Please count the rows below that contain the word "every" and reply with the number alone.

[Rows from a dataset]
========================================================================

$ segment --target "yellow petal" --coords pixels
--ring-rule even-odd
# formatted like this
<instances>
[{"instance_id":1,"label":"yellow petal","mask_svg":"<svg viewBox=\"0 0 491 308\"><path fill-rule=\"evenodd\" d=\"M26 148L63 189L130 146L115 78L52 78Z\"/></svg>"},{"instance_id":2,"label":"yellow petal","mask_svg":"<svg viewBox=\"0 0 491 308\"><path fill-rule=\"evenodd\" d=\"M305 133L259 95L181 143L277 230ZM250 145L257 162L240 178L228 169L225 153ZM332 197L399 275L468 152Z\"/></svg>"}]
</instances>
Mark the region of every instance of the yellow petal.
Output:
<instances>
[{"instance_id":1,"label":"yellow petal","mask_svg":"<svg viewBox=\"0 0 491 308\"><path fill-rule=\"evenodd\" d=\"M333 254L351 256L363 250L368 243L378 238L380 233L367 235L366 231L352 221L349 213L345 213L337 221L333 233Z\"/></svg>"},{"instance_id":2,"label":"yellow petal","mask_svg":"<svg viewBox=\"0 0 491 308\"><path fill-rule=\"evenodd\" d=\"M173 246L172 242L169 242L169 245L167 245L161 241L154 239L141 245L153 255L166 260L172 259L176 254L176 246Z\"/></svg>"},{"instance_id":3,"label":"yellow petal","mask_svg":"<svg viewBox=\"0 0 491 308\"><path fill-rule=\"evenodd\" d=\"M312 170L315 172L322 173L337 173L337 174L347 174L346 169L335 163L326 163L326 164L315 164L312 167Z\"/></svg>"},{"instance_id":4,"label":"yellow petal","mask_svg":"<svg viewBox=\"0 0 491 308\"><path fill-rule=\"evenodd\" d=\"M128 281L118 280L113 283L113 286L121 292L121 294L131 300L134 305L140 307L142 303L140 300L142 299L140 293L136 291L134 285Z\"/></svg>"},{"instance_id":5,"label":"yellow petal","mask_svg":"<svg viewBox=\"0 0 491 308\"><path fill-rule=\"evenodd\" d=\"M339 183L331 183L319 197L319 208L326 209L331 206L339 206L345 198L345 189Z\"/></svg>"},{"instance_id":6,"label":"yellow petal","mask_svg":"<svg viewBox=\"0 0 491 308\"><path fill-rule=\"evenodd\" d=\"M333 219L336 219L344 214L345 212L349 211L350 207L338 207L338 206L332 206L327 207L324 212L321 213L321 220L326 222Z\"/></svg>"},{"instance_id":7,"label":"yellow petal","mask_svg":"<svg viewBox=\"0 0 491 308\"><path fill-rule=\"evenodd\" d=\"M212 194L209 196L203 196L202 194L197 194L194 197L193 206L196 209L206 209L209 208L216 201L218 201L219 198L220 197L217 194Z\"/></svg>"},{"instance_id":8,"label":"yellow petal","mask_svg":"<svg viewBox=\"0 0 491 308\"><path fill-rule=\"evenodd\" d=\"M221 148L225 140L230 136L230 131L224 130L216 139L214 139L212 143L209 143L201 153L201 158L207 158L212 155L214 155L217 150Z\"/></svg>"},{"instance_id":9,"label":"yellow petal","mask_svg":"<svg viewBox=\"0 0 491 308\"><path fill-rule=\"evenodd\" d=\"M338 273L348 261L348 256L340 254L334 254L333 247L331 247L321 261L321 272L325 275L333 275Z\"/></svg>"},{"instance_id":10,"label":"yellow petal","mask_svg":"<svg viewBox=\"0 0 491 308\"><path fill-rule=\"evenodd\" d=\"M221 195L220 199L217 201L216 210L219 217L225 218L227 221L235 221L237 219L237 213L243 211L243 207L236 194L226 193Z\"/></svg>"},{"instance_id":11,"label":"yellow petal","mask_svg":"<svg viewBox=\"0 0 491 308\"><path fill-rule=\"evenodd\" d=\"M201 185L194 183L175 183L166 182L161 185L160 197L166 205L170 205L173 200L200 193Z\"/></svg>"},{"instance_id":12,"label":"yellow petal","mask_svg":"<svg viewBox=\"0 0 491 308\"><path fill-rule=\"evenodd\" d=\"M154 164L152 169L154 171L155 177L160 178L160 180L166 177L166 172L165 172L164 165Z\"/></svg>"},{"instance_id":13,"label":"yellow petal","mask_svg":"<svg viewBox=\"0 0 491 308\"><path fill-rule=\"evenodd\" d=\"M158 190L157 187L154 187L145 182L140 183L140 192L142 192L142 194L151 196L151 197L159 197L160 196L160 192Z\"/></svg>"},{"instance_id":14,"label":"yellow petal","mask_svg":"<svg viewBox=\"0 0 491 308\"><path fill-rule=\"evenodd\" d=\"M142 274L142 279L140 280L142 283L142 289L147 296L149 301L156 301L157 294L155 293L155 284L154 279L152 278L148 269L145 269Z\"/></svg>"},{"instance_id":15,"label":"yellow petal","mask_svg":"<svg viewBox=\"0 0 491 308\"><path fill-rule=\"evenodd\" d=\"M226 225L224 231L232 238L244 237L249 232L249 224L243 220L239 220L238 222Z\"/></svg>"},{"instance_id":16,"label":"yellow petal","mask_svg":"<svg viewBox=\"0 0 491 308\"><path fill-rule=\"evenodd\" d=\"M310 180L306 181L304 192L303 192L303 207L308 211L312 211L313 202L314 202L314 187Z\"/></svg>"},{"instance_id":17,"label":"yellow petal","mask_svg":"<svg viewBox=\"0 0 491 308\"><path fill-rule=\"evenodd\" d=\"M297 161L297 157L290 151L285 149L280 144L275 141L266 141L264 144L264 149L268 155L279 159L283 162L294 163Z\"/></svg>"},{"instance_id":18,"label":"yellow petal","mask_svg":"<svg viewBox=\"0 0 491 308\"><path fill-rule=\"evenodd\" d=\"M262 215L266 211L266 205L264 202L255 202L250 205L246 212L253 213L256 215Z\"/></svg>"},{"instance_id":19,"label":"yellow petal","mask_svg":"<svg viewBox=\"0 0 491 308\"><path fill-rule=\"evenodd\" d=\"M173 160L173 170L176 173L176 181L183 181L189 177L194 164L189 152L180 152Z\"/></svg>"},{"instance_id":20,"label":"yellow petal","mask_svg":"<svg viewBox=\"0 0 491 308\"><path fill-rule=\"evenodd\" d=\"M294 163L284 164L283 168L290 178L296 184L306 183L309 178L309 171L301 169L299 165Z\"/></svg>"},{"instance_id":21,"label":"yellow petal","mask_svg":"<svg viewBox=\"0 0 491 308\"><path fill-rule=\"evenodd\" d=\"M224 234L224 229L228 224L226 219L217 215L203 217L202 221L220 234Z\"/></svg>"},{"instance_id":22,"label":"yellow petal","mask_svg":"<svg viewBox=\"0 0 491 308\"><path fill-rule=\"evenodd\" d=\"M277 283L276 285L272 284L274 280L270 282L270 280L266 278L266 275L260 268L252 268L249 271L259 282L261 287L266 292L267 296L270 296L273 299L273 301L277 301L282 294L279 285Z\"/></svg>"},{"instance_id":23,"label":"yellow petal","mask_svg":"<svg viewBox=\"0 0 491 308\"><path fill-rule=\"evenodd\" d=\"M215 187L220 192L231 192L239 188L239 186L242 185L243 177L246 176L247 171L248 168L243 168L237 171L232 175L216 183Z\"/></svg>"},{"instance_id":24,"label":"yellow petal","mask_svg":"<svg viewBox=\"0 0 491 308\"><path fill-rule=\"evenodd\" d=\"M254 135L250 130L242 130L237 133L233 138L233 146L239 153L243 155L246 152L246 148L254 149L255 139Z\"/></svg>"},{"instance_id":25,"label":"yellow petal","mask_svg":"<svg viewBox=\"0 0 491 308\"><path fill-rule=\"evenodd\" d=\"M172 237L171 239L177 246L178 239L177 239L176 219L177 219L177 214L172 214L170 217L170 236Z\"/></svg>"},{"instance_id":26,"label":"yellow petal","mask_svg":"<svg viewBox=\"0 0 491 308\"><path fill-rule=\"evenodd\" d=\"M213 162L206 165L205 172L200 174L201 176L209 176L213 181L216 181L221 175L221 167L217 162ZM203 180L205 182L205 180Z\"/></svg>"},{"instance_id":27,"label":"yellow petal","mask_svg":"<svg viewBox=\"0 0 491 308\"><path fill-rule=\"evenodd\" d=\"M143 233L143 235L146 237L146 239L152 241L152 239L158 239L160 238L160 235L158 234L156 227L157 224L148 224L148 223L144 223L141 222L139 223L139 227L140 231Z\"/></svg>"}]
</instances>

========================================================================

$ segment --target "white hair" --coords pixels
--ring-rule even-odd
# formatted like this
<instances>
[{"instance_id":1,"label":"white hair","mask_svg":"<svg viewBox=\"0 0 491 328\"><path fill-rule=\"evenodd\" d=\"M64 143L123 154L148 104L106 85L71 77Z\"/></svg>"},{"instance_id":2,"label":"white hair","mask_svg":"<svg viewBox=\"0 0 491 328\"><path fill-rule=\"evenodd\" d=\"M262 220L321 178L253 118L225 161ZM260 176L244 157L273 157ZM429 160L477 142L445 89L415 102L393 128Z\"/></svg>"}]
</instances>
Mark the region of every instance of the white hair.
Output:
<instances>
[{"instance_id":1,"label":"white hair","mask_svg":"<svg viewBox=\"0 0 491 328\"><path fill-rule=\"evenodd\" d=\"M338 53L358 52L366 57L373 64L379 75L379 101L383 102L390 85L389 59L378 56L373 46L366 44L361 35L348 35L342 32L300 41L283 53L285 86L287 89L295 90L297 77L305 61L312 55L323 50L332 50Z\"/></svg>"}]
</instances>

========================================================================

__Response__.
2